═════ LISTED ENTRIES ═════

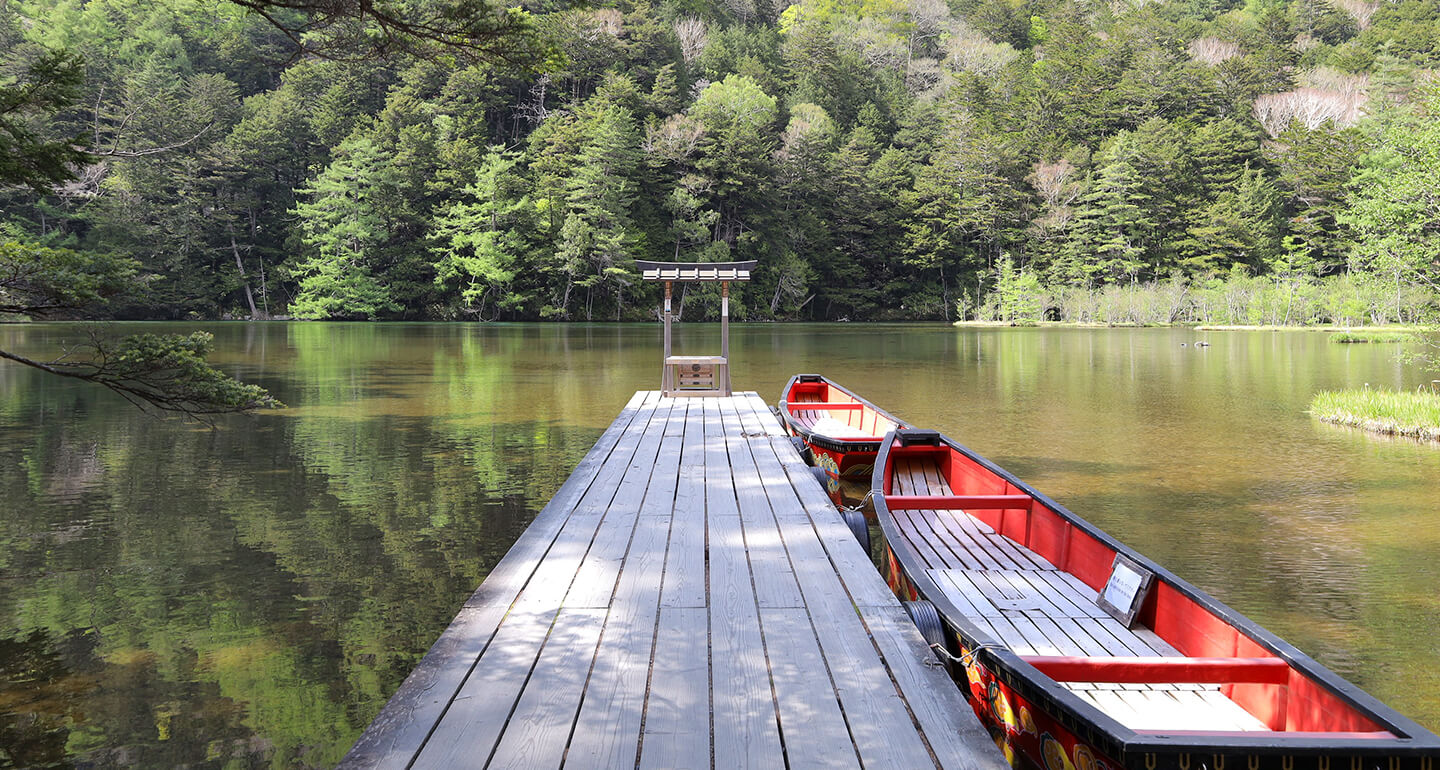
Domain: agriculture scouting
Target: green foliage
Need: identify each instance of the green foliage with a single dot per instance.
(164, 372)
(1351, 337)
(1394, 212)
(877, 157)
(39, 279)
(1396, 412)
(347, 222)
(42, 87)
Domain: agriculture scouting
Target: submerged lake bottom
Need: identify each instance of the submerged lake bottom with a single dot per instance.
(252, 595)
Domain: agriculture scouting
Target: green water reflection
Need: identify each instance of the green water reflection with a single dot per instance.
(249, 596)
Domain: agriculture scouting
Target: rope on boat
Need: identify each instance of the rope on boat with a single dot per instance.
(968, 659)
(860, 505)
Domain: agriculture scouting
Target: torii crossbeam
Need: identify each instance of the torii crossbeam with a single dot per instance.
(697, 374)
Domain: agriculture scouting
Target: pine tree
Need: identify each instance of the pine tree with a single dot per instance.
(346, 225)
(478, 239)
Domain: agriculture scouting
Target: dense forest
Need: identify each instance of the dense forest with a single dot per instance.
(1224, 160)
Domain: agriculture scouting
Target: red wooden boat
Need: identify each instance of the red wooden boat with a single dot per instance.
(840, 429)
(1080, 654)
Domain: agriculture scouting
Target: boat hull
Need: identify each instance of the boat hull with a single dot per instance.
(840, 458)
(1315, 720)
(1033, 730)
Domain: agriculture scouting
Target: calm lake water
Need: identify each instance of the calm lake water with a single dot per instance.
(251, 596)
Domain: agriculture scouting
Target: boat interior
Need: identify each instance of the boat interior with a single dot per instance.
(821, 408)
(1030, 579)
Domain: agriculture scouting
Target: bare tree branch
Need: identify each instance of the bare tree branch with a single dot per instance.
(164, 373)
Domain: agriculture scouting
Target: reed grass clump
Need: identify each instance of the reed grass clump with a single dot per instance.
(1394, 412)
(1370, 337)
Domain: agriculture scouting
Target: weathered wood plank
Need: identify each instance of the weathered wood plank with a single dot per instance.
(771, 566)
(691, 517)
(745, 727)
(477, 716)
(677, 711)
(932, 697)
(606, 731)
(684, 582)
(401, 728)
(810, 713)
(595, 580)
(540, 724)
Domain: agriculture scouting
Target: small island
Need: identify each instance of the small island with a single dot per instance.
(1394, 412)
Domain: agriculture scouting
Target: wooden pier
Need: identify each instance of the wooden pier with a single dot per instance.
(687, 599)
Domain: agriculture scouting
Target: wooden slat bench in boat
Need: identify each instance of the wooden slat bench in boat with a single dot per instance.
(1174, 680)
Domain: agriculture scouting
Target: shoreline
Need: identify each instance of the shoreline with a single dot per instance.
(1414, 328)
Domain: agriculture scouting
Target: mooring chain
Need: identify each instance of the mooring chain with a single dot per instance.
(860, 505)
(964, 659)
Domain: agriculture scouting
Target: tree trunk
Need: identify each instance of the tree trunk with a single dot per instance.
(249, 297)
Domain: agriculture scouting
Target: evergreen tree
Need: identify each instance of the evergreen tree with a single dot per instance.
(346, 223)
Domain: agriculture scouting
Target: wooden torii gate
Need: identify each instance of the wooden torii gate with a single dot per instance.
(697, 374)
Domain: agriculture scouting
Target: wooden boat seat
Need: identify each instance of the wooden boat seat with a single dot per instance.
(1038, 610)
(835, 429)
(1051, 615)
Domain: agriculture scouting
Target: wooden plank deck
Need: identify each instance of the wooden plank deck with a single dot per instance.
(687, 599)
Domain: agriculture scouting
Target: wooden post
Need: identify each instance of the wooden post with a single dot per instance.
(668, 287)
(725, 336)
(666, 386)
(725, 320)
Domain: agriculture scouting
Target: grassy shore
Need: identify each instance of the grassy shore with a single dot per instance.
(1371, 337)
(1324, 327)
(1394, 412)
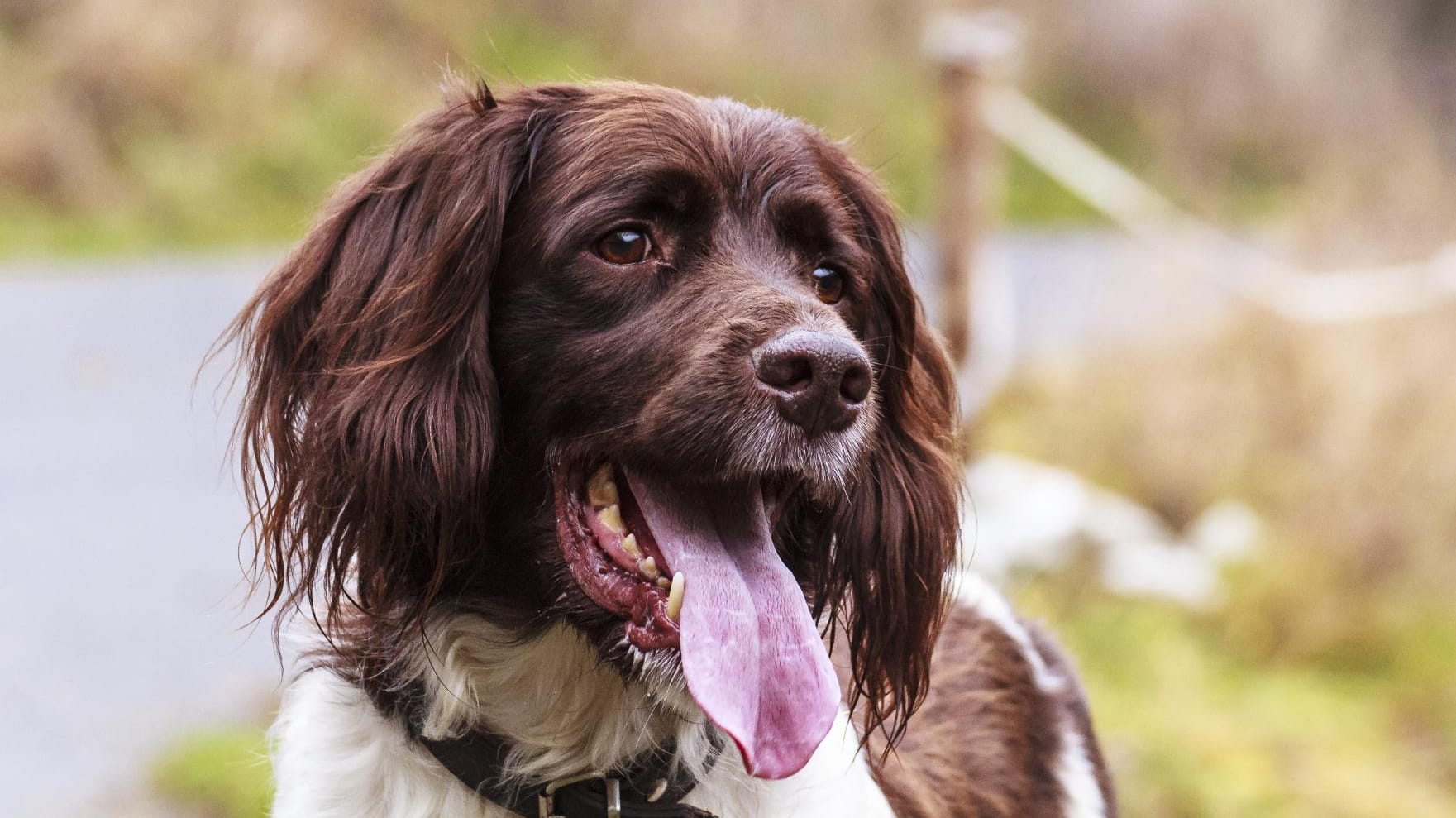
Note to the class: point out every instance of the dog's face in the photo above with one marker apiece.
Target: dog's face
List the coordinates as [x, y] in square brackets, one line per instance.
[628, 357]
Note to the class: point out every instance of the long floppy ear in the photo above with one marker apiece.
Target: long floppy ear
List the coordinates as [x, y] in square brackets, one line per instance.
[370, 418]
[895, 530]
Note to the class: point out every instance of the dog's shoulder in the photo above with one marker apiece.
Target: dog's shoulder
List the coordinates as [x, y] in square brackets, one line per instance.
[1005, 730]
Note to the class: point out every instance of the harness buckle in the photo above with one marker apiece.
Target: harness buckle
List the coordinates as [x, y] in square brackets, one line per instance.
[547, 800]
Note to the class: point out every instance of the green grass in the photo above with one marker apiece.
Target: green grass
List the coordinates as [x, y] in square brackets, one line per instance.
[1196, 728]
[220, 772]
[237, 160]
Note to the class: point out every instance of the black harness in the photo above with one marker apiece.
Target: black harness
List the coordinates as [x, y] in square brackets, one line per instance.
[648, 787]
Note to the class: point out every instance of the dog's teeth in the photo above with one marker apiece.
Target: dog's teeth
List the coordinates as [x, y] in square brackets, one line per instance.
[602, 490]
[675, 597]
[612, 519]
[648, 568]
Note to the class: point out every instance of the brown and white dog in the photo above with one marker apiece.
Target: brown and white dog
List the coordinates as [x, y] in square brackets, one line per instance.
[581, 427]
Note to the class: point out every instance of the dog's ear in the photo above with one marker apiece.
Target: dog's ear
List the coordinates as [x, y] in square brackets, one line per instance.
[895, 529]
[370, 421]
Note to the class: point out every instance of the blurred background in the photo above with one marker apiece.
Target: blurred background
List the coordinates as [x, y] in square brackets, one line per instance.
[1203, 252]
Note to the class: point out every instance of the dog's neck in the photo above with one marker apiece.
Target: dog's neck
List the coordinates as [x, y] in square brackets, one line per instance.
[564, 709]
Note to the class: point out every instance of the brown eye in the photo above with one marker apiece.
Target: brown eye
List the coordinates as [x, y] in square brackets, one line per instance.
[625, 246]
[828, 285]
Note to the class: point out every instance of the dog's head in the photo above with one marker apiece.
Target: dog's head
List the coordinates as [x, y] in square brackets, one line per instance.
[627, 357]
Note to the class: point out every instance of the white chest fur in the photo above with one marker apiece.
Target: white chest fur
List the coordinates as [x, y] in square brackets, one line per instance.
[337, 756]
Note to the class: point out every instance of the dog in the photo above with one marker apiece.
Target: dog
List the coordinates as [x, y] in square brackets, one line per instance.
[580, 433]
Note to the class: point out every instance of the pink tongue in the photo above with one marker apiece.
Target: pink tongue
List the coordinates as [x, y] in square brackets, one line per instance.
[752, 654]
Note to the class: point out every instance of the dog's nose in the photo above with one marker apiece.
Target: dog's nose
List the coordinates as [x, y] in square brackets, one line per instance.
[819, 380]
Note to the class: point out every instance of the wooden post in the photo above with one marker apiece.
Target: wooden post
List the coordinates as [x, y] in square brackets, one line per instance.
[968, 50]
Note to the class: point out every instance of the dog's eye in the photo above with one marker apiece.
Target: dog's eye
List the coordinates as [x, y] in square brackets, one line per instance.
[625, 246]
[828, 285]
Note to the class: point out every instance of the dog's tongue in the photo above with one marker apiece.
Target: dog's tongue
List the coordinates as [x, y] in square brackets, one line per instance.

═════

§ **EXERCISE BRIEF**
Look through the listing, and copy each line in which the string "buckle" turns up.

§ **RESPONSE**
Note to the class: point out every instance of the harness buckle in the photo above with one marker apiece.
Target: harness buckle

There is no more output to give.